◆ Dataset entries ◆
^^^^

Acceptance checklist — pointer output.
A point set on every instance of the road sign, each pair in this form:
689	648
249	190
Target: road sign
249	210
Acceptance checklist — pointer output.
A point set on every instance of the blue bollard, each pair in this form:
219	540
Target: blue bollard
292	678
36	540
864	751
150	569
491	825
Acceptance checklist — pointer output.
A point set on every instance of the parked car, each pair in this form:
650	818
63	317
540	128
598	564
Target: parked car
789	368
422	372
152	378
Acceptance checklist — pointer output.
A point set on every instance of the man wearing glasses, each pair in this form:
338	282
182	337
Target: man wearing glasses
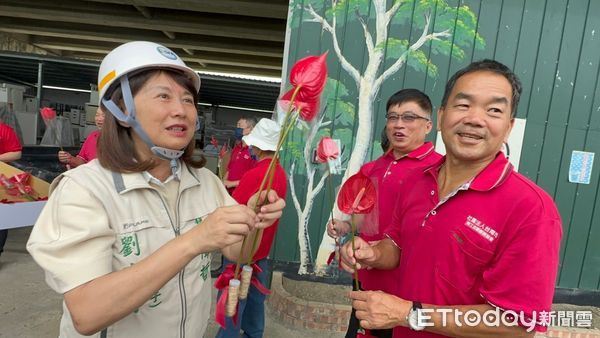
408	121
475	244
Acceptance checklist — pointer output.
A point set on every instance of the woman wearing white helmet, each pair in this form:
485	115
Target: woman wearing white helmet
127	237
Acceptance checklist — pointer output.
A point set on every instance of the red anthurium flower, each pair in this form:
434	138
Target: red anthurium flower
358	195
214	142
310	74
48	114
223	150
327	150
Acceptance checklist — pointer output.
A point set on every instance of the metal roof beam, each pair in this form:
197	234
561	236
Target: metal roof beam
276	9
181	22
117	35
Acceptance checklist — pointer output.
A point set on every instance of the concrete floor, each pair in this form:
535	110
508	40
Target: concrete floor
28	308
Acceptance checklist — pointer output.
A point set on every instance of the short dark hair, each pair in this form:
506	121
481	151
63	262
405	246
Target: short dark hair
410	95
115	145
493	66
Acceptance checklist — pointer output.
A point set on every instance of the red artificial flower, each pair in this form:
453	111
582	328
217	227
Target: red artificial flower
327	150
48	114
308	109
358	195
214	142
310	74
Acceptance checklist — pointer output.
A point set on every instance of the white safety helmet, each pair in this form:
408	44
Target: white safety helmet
125	59
136	55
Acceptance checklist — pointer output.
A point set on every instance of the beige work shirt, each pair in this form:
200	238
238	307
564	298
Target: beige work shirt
97	221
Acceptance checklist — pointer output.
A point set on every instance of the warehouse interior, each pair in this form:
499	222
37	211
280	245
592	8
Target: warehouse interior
50	53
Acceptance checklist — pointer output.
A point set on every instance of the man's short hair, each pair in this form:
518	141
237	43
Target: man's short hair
251	120
410	95
493	66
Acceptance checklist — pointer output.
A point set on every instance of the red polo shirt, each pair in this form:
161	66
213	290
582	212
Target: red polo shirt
88	149
387	172
249	185
496	240
240	162
9	141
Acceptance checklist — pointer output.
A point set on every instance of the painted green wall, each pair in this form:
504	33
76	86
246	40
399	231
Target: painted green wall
554	47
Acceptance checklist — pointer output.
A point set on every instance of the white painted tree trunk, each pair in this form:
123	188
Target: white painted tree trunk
368	85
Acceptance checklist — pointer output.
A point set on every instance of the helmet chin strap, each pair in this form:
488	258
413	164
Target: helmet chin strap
163	153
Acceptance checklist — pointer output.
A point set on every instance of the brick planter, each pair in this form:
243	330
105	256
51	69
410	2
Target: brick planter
303	313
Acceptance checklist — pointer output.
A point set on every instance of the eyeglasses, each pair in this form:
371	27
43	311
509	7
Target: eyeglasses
406	117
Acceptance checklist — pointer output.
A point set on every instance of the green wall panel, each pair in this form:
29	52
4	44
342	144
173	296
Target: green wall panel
552	45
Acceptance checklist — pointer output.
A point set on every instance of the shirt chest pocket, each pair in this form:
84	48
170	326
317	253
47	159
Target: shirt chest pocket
466	258
138	237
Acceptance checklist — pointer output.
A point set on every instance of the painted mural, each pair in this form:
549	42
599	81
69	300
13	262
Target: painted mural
391	35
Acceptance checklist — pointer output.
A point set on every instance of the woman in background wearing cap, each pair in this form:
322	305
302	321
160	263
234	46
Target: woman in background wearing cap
127	237
262	141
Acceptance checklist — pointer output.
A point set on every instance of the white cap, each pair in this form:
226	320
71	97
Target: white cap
264	136
138	55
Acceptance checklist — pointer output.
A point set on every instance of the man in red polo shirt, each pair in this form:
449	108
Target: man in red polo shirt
241	159
88	149
476	243
408	114
251	312
10	150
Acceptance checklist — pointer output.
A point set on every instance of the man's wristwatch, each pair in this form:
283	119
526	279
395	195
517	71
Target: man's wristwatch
412	318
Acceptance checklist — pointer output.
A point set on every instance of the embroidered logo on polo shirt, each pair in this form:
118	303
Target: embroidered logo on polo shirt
481	228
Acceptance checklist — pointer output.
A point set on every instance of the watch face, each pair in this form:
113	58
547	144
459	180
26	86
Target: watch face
413	320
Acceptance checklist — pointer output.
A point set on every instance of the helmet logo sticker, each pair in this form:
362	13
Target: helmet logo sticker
167	53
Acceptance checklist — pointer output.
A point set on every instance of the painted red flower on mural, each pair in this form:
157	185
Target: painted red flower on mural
327	150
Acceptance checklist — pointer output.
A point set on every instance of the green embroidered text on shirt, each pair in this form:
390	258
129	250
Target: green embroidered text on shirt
130	243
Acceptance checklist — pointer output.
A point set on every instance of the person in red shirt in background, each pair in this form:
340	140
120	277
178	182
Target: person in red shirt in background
88	149
10	147
475	242
10	150
241	159
263	142
408	114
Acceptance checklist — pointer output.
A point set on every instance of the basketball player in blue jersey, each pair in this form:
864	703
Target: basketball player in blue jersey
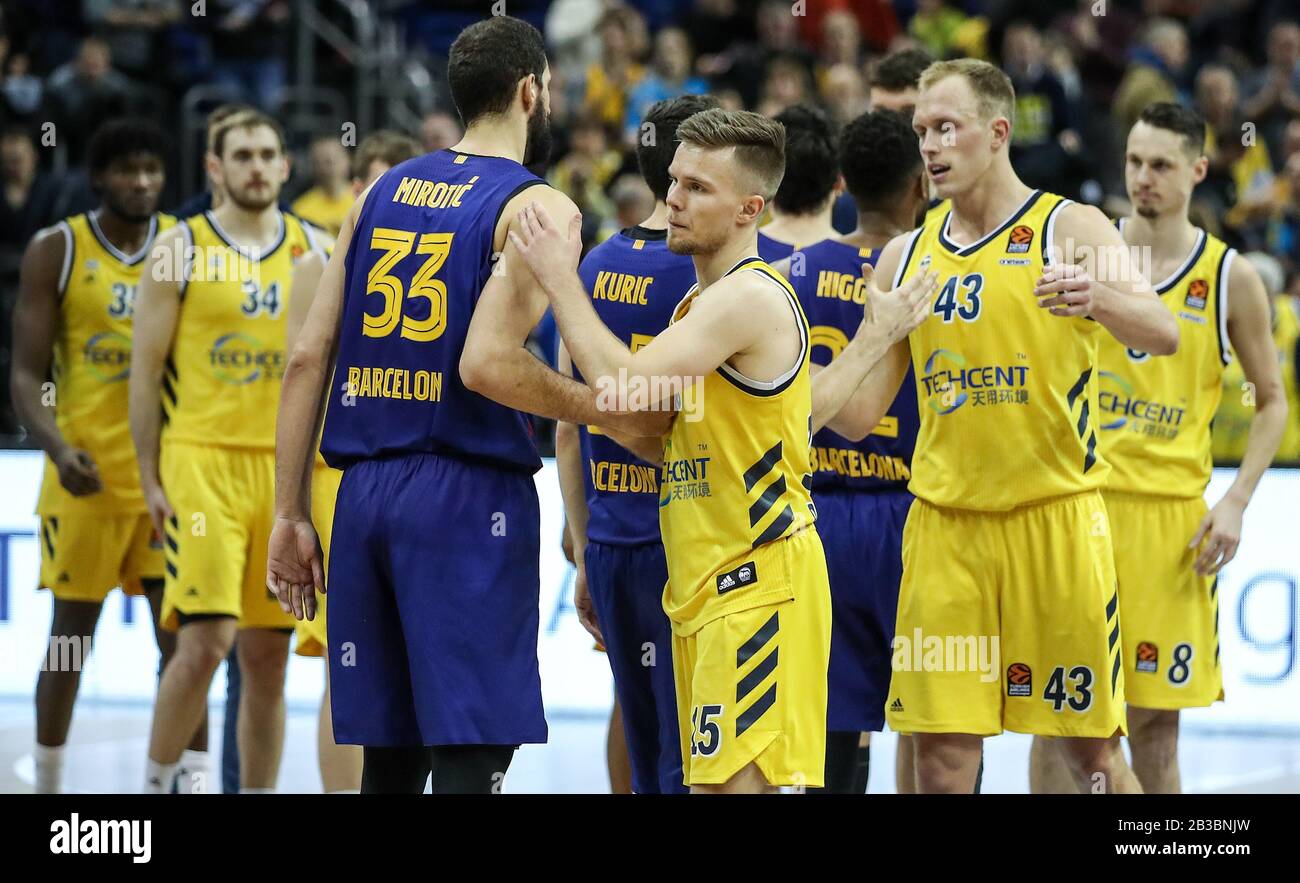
432	628
859	471
611	496
802	207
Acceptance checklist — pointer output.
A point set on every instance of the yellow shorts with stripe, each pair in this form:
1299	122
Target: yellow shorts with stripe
83	557
310	633
1170	614
752	684
1008	620
216	541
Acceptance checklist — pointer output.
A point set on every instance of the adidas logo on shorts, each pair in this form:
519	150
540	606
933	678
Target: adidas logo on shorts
742	575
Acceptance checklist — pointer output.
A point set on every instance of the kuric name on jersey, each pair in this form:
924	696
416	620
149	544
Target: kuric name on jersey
394	382
620	288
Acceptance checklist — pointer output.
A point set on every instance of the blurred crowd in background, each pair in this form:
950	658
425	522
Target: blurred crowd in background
1083	69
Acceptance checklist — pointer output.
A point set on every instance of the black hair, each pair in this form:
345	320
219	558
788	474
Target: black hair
811	159
1179	120
121	138
486	63
901	70
879	158
657	139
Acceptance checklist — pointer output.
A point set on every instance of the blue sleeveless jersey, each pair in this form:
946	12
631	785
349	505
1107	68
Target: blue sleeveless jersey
635	284
771	250
827	277
419	258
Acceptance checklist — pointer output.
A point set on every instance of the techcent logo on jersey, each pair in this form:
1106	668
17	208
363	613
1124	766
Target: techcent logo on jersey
108	355
239	359
1122	407
949	382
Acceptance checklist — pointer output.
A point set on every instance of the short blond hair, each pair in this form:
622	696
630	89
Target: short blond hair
992	87
759	143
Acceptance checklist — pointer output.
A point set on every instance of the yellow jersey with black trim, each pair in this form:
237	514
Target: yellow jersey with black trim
1006	392
91	362
1235	412
221	384
1155	411
736	476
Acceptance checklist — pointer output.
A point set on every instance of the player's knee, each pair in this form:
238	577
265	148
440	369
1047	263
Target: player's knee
1088	757
264	658
1153	728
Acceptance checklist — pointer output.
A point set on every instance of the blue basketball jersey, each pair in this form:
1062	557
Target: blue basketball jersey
635	284
420	255
770	250
828	280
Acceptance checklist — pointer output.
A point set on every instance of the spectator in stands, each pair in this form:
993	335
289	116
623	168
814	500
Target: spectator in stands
87	92
134	30
893	82
584	173
937	25
1285	233
21	90
844	92
330	198
1274	91
670	76
30	198
1240	169
1153	72
1099	46
785	83
1045	143
841	40
248	47
610	82
744	66
632	203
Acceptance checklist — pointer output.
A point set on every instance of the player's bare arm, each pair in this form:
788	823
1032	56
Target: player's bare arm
307	276
568	463
497	364
888	317
157	308
736	314
35	327
1097	277
870	401
295	567
1249	332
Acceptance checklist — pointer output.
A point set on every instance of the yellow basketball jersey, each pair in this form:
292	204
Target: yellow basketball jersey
91	362
1236	408
736	476
1008	392
221	385
1156	411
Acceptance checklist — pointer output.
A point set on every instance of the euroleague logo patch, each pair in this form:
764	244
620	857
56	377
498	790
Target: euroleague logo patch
1018	242
1148	657
1019	679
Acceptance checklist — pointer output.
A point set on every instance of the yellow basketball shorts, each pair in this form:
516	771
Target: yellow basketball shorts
311	633
85	557
1170	614
1008	620
216	541
752	685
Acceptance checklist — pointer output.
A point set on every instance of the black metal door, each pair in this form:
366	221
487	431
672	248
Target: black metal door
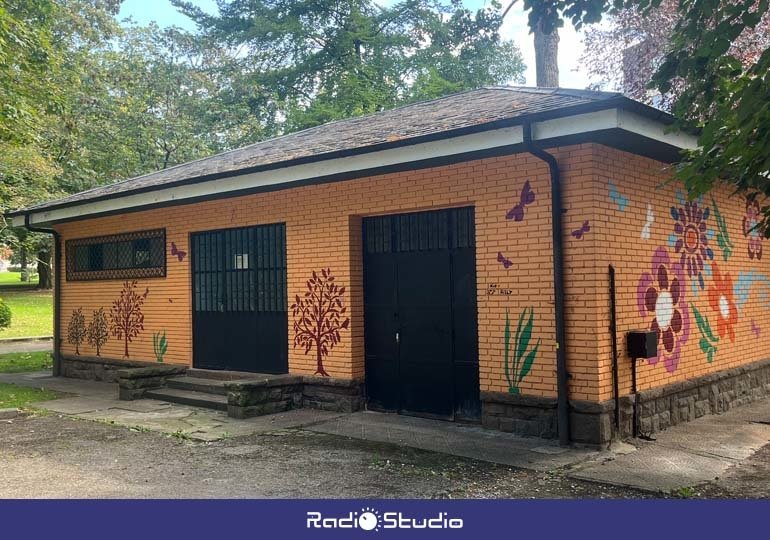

^^^^

◆ How to complete this task ◆
The string "door" may appear in the entries. Say how many lines contain it, as a bare number.

◆ Reply to the task ◆
2